What is required:
Lay out the records below as a Markdown table with two columns, Row and Line. Give each line its own numbered row and leave out blank lines.

[Records from a data source]

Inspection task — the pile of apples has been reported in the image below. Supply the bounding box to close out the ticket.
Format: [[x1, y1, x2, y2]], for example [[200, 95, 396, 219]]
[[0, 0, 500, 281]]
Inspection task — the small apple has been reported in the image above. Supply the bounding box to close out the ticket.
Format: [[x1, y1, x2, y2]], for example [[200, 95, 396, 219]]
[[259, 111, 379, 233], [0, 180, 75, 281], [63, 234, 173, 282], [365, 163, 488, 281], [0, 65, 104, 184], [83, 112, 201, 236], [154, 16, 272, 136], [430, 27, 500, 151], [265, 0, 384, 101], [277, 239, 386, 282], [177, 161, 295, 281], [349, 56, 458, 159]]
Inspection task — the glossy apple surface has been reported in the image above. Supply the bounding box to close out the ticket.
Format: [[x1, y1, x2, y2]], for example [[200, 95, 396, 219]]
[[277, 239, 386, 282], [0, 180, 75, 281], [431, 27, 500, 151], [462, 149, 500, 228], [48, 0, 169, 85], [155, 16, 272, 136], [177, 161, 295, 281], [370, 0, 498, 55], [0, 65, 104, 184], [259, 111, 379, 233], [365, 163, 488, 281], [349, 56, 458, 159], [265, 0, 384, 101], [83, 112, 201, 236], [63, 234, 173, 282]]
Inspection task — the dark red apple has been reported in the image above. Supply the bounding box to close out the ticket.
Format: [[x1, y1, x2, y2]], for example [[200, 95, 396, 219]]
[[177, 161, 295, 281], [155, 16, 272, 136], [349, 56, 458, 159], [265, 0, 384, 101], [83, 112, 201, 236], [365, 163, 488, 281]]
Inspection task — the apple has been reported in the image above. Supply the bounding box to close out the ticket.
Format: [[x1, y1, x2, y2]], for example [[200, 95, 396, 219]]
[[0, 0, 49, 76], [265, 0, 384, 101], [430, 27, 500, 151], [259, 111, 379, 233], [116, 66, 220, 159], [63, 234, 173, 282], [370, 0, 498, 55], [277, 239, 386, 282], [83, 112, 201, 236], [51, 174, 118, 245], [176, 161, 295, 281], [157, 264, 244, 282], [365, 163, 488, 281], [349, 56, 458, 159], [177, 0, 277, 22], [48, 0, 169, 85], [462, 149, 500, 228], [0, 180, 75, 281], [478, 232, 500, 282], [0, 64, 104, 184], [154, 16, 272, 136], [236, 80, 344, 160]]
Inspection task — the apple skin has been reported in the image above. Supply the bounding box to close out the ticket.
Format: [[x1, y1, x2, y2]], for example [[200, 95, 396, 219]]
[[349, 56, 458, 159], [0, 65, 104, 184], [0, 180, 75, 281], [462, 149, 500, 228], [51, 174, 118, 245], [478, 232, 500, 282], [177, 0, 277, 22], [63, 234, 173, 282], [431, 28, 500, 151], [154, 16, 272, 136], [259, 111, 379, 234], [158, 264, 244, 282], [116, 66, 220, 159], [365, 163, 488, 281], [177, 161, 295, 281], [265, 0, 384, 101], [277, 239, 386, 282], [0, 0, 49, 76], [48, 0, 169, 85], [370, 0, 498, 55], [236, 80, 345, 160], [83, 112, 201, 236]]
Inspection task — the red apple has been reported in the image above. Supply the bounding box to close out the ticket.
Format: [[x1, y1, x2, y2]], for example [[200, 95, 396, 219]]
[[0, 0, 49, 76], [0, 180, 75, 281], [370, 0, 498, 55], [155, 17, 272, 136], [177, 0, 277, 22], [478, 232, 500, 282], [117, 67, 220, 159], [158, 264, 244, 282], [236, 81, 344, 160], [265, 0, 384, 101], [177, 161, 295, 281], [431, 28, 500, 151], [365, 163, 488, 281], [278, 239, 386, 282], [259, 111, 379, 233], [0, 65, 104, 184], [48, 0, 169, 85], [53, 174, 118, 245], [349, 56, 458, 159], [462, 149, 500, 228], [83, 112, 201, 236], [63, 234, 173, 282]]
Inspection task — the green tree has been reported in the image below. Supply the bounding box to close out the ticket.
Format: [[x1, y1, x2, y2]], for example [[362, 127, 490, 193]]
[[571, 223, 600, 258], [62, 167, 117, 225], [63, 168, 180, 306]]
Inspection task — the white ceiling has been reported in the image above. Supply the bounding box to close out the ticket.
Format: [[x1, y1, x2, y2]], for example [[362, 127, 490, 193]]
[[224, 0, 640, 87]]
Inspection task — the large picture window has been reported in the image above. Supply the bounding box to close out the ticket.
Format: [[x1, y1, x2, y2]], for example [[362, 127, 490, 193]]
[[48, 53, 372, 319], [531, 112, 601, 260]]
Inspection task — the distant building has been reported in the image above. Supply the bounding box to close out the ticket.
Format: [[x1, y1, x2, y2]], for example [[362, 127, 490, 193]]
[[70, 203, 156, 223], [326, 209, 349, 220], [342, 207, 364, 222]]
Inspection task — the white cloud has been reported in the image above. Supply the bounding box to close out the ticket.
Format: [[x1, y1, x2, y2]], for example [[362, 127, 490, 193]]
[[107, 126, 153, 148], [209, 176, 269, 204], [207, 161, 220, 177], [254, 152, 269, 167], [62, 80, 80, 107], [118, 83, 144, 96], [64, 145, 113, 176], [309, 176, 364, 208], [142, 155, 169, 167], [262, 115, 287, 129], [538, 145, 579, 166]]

Exercise output:
| Row | Line |
|---|---|
| 1 | Inspection task — the pile of apples has been reported in the image below. Supply the bounding box to close out the ticket. |
| 2 | Format: [[x1, y1, x2, y2]], for example [[200, 95, 396, 219]] |
| 3 | [[0, 0, 500, 281]] |
| 4 | Inspection task — the small apple has been reported in the image above. Supply the bounding box to close out the ticket. |
| 5 | Format: [[x1, y1, x2, y2]], for example [[200, 95, 396, 219]] |
| 6 | [[259, 111, 379, 233], [0, 180, 75, 281], [63, 234, 173, 282], [365, 163, 488, 281], [0, 65, 104, 184], [83, 112, 201, 236], [154, 16, 272, 136], [430, 27, 500, 151], [265, 0, 384, 101], [277, 239, 386, 282], [177, 161, 295, 281], [349, 56, 458, 159]] |
| 7 | Inspection task — the glossy apple surface has been reported in the image above. Supply the bounding box to close out the ticket. |
| 8 | Format: [[x1, y1, x2, y2]], for example [[200, 95, 396, 219]] |
| 9 | [[277, 239, 386, 282], [0, 180, 75, 281], [431, 27, 500, 151], [462, 149, 500, 228], [48, 0, 169, 85], [155, 16, 272, 136], [177, 161, 295, 281], [370, 0, 498, 55], [0, 65, 104, 184], [259, 111, 379, 233], [365, 163, 488, 281], [349, 56, 458, 159], [265, 0, 384, 101], [83, 112, 201, 236], [63, 234, 173, 282]] |
| 10 | Inspection task — the dark red apple has been reported in the image above. Supply the bounding box to close out the ticket. |
| 11 | Format: [[x1, y1, x2, y2]], for example [[200, 95, 396, 219]] |
| 12 | [[177, 161, 295, 281], [155, 16, 272, 136], [349, 56, 458, 159], [265, 0, 384, 101], [83, 112, 201, 236], [365, 163, 488, 281]] |
| 13 | Inspection task — the apple has been reported in the image above. Supply the bounding box to close out the ticket. |
| 14 | Format: [[x1, y1, x2, y2]], for example [[200, 95, 396, 219]] |
| 15 | [[0, 0, 49, 76], [265, 0, 384, 101], [430, 27, 500, 151], [259, 111, 379, 233], [116, 66, 220, 159], [63, 234, 173, 282], [370, 0, 498, 55], [277, 239, 386, 282], [83, 112, 201, 236], [51, 174, 118, 245], [176, 161, 295, 281], [157, 264, 244, 282], [365, 163, 488, 281], [349, 56, 458, 159], [177, 0, 277, 22], [48, 0, 169, 85], [462, 149, 500, 228], [0, 180, 75, 281], [478, 232, 500, 282], [0, 64, 104, 184], [154, 16, 272, 136], [236, 80, 344, 160]] |
| 16 | Inspection task — the apple skin has been reported in the image above. Supply the bounding box to close out the ticket. |
| 17 | Format: [[x1, y1, x2, y2]], for example [[200, 95, 396, 219]] |
| 18 | [[349, 56, 458, 159], [0, 65, 104, 184], [0, 180, 75, 281], [462, 149, 500, 228], [51, 174, 118, 245], [478, 232, 500, 282], [177, 0, 277, 22], [63, 234, 173, 282], [431, 28, 500, 151], [154, 16, 272, 136], [259, 111, 379, 234], [158, 264, 244, 282], [116, 66, 220, 159], [365, 163, 488, 281], [177, 161, 295, 281], [265, 0, 384, 101], [277, 239, 386, 282], [0, 0, 49, 76], [48, 0, 169, 85], [370, 0, 498, 55], [236, 80, 345, 160], [83, 112, 201, 236]] |
| 19 | Inspection task — the red apple has been reported in the image above. Supply the bounding box to close out the ticket. |
| 20 | Format: [[x1, y1, x2, y2]], for example [[200, 95, 396, 219]] |
| 21 | [[0, 0, 49, 76], [0, 180, 75, 281], [370, 0, 498, 55], [155, 17, 272, 136], [177, 0, 277, 22], [478, 232, 500, 282], [117, 67, 220, 159], [158, 264, 244, 282], [236, 81, 344, 160], [265, 0, 384, 101], [177, 161, 295, 281], [431, 28, 500, 151], [365, 163, 488, 281], [278, 239, 386, 282], [259, 111, 379, 233], [0, 65, 104, 184], [48, 0, 169, 85], [53, 174, 118, 245], [349, 56, 458, 159], [462, 149, 500, 228], [83, 112, 201, 236], [63, 234, 173, 282]] |
| 22 | Inspection task — the green tree has been reported in the image below. Supply the bounding box to close out the ticket. |
| 23 | Format: [[x1, y1, x2, y2]], for example [[362, 127, 490, 193]] |
| 24 | [[571, 223, 600, 258], [62, 167, 117, 225], [63, 168, 180, 306]] |
| 25 | Inspection task — the white ceiling has been reported in the image above. Supply the bounding box to close out the ticket. |
| 26 | Format: [[x1, y1, x2, y2]], for example [[362, 127, 490, 193]] |
| 27 | [[224, 0, 640, 87]] |
| 28 | Inspection task — the large picture window has been reported in the image above. Supply the bounding box to close out the ticket. |
| 29 | Format: [[x1, y1, x2, y2]], for example [[362, 127, 490, 193]] |
| 30 | [[48, 53, 372, 319], [531, 112, 601, 260]] |
| 31 | Inspection task — the distant building has been reported in the image above. Supply the bounding box to close out the ticket. |
| 32 | Format: [[x1, y1, x2, y2]], for example [[362, 127, 490, 193]] |
| 33 | [[70, 203, 156, 223], [326, 209, 349, 220], [342, 207, 364, 222]] |
| 34 | Inspection task — the white cloud has been reported in the image above. Supply the bounding box to close out the ticket. |
| 35 | Format: [[x1, y1, x2, y2]], for example [[362, 127, 490, 193]] |
| 36 | [[107, 126, 153, 148], [209, 176, 269, 204], [207, 161, 220, 177], [254, 152, 269, 167], [62, 80, 80, 107], [118, 83, 144, 96], [64, 145, 113, 176], [309, 176, 364, 208], [142, 155, 169, 167], [262, 115, 287, 129], [538, 145, 579, 166]] |